→ MATERIAL TO PROCESS:

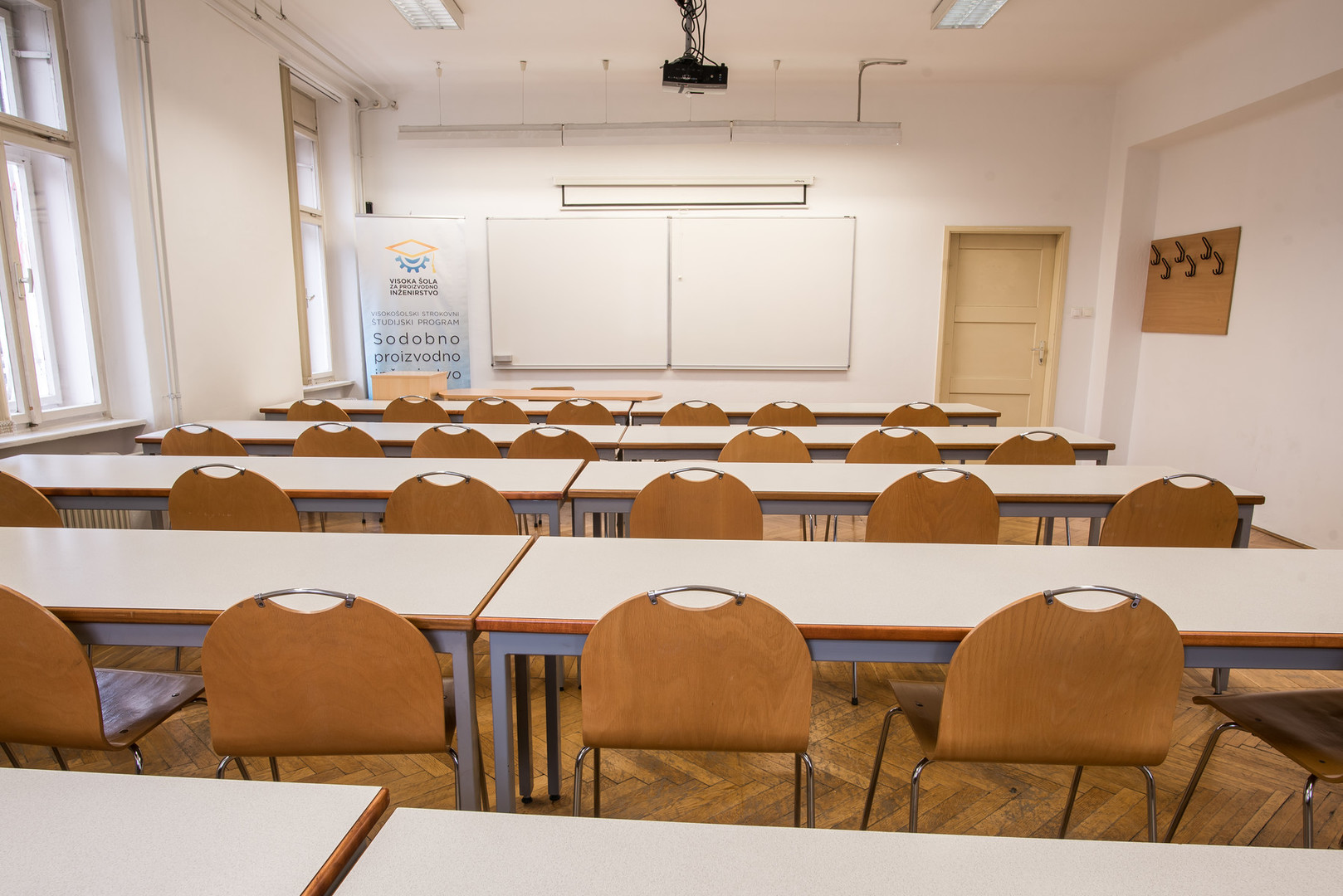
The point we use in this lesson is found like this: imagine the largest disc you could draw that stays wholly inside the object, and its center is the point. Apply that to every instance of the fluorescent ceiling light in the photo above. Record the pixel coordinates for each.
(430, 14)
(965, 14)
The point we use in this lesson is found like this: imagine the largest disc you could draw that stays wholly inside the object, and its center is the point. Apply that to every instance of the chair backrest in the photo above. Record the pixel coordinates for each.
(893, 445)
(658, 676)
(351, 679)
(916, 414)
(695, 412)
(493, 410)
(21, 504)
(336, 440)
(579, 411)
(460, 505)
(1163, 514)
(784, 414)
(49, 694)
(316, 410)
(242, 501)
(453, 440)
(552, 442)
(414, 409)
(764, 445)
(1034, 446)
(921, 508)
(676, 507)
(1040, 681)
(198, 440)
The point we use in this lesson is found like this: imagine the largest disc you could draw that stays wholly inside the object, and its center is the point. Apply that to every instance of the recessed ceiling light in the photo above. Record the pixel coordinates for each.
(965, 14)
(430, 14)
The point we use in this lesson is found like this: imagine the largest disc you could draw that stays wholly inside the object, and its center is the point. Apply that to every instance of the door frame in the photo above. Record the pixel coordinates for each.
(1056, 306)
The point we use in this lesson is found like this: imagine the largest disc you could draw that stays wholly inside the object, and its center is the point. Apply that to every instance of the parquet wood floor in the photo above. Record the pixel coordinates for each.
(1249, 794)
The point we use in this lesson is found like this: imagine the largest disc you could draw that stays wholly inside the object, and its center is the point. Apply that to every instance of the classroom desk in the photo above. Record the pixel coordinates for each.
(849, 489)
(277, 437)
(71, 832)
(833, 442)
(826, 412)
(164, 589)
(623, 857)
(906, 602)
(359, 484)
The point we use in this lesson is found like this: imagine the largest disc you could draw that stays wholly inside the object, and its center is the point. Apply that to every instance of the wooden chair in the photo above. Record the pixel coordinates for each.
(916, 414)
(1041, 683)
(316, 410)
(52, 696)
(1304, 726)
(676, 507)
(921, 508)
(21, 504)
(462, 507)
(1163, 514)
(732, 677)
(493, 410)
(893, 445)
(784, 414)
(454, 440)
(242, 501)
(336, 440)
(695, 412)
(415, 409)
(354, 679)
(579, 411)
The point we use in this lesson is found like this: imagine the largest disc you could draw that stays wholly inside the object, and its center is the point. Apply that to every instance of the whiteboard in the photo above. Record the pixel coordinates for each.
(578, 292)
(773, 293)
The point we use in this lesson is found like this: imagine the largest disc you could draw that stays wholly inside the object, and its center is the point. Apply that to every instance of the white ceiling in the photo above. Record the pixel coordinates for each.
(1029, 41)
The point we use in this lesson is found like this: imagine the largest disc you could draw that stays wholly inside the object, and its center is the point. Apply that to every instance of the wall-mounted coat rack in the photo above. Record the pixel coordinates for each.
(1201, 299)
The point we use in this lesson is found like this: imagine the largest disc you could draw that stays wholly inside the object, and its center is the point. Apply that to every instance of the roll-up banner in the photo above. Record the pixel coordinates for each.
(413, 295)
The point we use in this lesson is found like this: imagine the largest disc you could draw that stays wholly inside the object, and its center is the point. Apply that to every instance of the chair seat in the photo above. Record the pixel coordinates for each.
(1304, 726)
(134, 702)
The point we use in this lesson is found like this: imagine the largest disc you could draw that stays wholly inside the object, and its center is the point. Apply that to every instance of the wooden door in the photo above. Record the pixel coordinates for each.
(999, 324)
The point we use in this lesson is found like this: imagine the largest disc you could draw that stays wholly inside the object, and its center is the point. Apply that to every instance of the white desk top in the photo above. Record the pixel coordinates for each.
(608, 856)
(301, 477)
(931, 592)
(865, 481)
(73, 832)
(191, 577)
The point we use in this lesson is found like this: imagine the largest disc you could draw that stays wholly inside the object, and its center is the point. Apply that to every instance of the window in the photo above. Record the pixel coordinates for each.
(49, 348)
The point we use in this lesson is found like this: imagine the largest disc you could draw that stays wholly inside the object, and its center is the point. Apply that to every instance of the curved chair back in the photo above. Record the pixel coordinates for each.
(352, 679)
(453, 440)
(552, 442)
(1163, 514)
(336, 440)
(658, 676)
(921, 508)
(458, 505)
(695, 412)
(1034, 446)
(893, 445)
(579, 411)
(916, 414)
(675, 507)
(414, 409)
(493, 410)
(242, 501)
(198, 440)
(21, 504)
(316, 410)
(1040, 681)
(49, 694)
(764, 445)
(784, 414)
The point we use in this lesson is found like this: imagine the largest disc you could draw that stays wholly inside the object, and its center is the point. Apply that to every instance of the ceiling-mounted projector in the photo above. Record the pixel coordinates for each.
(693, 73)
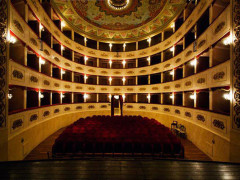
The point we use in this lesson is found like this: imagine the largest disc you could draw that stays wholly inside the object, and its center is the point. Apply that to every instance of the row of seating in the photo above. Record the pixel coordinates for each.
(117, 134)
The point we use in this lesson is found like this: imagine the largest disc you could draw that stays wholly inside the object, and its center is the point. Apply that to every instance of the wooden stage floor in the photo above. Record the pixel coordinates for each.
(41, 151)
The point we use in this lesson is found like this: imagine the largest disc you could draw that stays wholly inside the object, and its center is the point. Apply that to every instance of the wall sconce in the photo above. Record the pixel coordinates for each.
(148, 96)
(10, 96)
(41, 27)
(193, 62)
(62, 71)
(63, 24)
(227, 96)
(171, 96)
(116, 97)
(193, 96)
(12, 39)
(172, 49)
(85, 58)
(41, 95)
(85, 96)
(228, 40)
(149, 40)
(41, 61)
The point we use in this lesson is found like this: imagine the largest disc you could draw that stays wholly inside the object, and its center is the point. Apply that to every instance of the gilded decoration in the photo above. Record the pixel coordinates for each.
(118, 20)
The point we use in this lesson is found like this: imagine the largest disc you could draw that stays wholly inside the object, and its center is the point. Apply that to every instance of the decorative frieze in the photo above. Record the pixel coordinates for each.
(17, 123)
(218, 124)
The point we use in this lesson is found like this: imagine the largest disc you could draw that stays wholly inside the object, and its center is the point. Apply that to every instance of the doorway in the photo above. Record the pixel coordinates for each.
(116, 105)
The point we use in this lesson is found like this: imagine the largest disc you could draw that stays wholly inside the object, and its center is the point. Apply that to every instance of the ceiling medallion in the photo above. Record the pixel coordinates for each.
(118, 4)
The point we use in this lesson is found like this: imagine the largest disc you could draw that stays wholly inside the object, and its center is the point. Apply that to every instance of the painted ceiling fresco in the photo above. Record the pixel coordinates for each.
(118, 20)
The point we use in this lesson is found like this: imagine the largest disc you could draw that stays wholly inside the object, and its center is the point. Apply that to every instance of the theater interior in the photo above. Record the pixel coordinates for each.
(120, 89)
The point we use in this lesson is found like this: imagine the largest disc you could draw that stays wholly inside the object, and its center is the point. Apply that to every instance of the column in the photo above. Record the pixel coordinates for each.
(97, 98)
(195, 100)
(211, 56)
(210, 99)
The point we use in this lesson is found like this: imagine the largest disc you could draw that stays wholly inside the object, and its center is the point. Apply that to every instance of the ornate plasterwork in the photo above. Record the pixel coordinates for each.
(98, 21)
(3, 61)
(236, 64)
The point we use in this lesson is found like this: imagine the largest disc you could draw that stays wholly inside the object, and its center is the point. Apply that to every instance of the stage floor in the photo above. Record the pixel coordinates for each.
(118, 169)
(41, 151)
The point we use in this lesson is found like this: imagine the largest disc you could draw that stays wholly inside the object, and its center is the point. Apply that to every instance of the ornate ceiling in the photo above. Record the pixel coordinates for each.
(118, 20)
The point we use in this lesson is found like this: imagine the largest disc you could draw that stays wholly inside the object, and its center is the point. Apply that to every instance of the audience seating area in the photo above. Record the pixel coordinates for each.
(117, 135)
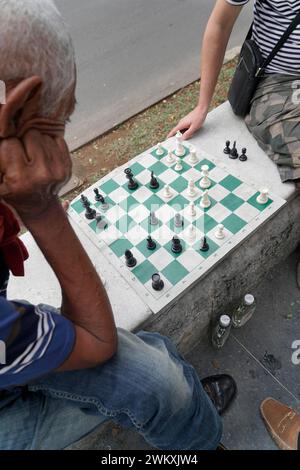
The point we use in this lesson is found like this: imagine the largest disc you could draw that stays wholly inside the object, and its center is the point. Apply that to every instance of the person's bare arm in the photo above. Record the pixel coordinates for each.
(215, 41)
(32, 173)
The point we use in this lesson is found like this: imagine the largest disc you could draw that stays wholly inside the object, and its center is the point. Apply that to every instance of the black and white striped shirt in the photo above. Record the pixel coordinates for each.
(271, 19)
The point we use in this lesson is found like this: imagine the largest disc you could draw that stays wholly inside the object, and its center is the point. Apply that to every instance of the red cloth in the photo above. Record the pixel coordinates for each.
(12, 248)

→ AIM OF THE TASK: Reproduce everything from the line containing "of the black" down to the end of the entries, substituting "green towel" for "red cloth" and leaving all else unchanged.

→ FULL RESPONSE:
The point we use in this lesson is found like this: imagine the largest disc you could draw that stays wholly inside the object, and its center is the point. Apply that to every instance of the black and white striped shirt in the photo above. Record the pixel coordinates for each.
(271, 19)
The point we use in this lesson is found like this: imagine the largest disc you could draw that stays wholly inside the object, and its center is the point. Apply that to every instance of the green towel in the photo above. Record the pixel coordinates for each.
(12, 248)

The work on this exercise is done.